#### Exercise requirements
Format the lines below as a Markdown table with the columns Row and Line, numbering each row, skipping blank lines, and leaving the pictures out of your answer.
***
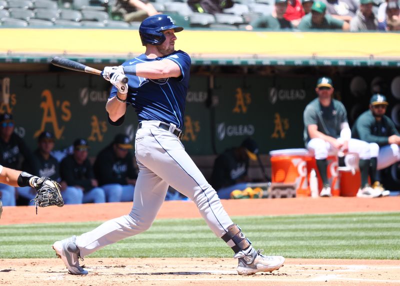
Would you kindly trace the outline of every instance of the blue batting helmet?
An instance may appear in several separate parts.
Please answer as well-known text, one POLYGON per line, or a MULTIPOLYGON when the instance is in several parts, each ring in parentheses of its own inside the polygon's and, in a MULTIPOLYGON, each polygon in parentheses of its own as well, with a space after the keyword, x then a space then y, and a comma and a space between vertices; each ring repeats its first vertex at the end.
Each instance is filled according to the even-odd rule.
POLYGON ((139 27, 142 44, 143 46, 146 44, 154 46, 161 44, 166 40, 162 31, 170 29, 174 29, 175 32, 178 32, 184 28, 176 26, 172 18, 168 15, 160 14, 148 17, 143 20, 139 27))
***
#### Result
| Row | Line |
|---|---|
| 1 | Would you kindly trace the outline of every instance of the blue batting helmet? |
| 2 | An instance may appear in several separate parts. |
| 3 | Please answer as well-known text, one POLYGON per line, or a MULTIPOLYGON when the instance is in several parts, each ring in parentheses of its own inside the polygon's and, in a MULTIPOLYGON, each polygon in parentheses of its own as well, with a space after the keyword, x then a space then y, and a comma and a space between vertices; each ring repeats its first vertex at the end. |
| 4 | Each instance is filled according to the even-odd rule. |
| 5 | POLYGON ((139 27, 142 44, 143 46, 146 44, 154 46, 161 44, 166 40, 162 31, 170 29, 174 29, 175 32, 178 32, 184 28, 176 26, 172 18, 168 15, 160 14, 148 17, 143 20, 139 27)) |